(Shape labeling records)
+ + + + +

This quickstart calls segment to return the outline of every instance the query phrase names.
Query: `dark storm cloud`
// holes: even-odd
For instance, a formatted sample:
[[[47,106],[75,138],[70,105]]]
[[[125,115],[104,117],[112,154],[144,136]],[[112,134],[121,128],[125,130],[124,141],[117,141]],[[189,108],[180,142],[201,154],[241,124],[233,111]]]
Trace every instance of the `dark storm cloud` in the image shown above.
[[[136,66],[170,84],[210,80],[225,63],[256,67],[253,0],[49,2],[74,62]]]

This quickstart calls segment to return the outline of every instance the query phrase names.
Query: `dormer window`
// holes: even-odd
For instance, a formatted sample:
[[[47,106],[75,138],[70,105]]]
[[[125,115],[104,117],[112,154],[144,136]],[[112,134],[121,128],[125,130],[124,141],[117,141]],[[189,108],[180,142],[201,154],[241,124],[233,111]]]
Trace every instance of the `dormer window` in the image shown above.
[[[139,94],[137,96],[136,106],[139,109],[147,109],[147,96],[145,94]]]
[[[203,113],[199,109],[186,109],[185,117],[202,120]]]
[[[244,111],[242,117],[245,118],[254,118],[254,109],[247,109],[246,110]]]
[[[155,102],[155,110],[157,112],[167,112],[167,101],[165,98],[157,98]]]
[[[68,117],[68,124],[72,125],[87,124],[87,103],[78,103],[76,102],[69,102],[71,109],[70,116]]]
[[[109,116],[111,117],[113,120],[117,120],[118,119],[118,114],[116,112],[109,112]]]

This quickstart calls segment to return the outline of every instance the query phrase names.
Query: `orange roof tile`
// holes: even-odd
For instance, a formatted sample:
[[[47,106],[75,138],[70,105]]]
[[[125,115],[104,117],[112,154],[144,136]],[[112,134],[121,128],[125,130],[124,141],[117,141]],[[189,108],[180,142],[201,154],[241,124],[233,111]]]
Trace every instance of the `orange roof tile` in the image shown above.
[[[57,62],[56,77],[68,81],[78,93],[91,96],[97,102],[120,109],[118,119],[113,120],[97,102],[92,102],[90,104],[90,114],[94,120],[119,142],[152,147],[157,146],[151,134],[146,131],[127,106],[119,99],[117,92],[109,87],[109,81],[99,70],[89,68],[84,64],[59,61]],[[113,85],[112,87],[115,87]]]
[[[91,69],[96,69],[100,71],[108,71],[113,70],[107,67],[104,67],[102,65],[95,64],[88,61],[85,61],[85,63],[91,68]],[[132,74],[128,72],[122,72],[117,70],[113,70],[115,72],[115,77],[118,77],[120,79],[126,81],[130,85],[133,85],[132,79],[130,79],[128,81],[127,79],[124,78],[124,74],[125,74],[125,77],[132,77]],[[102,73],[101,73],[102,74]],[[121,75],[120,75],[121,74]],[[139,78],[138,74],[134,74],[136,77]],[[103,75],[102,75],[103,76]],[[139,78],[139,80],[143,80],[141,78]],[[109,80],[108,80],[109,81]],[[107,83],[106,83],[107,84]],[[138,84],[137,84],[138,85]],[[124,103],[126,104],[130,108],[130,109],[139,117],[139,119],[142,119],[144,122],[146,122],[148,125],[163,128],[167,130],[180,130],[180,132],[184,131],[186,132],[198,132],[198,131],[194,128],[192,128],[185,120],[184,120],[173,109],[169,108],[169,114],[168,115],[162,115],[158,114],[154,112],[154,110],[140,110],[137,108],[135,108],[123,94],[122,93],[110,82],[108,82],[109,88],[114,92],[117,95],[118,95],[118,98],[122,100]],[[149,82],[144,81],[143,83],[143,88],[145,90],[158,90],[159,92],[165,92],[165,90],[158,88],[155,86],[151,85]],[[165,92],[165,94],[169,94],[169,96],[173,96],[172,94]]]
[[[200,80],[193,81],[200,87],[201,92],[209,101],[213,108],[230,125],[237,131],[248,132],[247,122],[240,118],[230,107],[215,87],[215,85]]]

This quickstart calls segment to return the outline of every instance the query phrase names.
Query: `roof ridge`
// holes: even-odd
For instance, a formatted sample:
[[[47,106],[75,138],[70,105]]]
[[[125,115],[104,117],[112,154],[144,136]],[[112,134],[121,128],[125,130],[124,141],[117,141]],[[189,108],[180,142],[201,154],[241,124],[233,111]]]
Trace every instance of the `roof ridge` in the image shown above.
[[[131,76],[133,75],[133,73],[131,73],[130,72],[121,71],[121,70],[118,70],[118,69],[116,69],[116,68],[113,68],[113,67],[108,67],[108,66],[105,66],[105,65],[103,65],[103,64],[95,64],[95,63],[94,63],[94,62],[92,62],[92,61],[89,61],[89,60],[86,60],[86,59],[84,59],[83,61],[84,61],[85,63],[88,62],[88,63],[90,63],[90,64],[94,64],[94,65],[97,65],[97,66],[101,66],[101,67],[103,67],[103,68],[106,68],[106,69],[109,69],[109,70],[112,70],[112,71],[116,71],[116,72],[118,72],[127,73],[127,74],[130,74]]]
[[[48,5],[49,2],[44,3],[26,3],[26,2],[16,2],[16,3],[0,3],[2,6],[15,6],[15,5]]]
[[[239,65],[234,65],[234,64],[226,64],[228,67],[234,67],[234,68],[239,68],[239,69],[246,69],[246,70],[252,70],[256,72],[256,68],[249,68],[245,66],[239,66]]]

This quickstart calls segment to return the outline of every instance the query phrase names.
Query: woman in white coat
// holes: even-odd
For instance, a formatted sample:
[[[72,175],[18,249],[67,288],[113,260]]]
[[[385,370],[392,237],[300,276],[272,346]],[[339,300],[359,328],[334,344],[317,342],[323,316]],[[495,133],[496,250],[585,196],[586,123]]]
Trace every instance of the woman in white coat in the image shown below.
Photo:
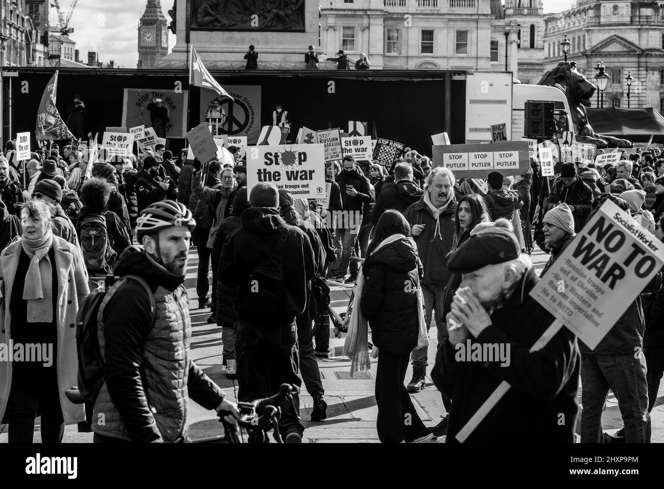
[[[46,443],[85,419],[64,393],[78,384],[76,318],[88,276],[78,249],[53,235],[48,206],[23,205],[21,239],[0,255],[0,344],[11,347],[11,361],[0,361],[0,420],[10,443],[33,442],[35,415]]]

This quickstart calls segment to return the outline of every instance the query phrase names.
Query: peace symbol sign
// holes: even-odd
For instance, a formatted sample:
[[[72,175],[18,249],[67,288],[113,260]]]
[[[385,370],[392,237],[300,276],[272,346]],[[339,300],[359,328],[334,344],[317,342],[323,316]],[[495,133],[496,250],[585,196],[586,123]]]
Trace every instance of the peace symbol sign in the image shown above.
[[[222,124],[225,134],[235,136],[244,131],[251,121],[249,108],[238,100],[224,99],[220,107],[226,111],[226,120]]]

+ + + + +

» TASK TO COMPLETE
In the records, find each line containing the word "image" and copy those lines out in full.

» WORKED SOLUTION
Trace every instance of the `dark storm cloud` in the image shown above.
Trace every instance of the `dormer window` in the image shown above.
Trace every instance of the `orange roof tile` in the image shown above.
Trace every instance of the `roof ridge` in the image shown above.
Trace every instance of the woman in white coat in the image shown below.
Trace every instance of the peace symbol sign in the image shown above.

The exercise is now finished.